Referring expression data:
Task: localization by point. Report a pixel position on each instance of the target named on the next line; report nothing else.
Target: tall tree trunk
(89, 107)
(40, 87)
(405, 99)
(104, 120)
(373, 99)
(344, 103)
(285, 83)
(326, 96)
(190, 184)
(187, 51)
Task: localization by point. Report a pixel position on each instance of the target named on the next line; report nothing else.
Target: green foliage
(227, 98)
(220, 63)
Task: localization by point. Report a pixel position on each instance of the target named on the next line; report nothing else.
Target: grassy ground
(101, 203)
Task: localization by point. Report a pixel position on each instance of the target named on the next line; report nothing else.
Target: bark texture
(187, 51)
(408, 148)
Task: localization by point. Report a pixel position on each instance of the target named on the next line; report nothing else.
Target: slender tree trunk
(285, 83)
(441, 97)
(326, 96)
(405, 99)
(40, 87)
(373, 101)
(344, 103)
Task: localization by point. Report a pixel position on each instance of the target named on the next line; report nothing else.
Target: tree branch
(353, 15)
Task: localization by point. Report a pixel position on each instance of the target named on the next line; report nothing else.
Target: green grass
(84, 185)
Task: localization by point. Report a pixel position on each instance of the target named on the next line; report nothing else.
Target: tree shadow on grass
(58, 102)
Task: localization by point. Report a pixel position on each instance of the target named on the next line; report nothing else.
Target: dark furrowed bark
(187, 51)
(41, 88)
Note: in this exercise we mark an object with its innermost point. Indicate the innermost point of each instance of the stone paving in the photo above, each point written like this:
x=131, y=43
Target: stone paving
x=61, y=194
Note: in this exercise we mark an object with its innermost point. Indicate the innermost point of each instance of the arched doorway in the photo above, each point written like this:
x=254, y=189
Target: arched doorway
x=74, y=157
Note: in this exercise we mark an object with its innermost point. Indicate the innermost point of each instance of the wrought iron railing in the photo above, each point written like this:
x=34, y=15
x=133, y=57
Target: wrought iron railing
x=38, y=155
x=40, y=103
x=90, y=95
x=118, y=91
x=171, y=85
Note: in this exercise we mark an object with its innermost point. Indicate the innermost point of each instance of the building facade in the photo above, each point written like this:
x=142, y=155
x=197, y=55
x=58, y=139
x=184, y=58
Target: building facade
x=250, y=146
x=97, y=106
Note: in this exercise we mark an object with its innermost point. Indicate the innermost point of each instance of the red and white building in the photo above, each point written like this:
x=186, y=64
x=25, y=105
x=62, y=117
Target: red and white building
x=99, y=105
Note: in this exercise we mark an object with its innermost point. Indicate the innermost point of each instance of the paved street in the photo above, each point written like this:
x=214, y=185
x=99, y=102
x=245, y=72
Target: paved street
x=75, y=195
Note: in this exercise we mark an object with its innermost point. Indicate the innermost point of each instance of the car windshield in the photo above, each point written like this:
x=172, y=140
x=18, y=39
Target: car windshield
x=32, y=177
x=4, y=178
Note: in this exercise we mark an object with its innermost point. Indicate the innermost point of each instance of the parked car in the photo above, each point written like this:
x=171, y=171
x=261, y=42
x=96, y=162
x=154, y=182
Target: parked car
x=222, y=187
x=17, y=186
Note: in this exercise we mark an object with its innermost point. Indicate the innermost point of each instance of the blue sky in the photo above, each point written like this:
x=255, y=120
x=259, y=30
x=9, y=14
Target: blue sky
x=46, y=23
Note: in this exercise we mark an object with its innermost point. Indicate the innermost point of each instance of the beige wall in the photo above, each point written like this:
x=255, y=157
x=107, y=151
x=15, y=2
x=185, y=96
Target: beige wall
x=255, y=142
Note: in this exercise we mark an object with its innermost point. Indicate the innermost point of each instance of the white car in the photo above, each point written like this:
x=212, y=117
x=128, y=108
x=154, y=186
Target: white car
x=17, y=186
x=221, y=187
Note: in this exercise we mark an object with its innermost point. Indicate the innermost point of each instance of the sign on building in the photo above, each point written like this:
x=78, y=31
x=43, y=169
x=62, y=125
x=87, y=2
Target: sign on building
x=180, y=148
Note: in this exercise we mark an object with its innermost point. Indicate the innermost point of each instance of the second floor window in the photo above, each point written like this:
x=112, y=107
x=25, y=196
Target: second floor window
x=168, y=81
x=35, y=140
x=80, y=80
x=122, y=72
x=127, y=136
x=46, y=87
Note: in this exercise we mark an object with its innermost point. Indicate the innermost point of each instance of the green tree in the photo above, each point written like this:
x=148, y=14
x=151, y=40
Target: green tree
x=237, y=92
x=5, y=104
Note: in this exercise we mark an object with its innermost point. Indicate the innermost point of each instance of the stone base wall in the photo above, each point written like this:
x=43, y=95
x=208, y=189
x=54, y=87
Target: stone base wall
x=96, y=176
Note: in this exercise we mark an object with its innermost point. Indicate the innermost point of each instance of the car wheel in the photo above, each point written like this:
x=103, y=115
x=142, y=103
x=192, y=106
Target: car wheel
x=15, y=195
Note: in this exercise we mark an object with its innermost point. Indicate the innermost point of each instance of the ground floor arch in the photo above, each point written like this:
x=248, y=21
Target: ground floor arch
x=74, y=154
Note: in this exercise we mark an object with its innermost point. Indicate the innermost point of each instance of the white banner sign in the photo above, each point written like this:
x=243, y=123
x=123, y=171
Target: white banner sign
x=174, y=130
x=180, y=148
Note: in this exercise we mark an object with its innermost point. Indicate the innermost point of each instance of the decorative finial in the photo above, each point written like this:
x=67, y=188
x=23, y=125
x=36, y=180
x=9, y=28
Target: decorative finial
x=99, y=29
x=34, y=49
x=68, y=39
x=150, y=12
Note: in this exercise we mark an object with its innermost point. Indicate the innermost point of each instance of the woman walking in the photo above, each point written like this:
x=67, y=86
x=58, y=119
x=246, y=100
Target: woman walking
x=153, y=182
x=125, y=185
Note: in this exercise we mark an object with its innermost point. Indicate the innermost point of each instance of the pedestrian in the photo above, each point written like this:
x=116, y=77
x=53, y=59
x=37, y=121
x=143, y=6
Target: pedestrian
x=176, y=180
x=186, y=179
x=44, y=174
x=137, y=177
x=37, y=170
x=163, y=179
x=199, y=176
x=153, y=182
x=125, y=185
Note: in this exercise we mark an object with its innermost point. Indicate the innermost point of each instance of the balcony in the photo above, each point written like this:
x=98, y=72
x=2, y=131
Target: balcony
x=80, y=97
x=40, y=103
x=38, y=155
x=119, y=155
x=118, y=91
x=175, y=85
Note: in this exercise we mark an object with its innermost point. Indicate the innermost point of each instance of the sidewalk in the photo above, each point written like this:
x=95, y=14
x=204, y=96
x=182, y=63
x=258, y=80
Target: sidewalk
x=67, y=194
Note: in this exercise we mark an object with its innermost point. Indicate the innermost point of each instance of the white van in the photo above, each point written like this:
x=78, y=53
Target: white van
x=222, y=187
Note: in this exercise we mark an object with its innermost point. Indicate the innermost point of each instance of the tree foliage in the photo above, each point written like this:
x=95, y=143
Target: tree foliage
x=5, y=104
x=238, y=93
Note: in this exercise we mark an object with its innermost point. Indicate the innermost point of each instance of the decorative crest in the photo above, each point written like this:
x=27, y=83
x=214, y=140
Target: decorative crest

What is being asked >> In the records above, how many lines include the string "crest"? Answer with only the number.

Answer area >> 2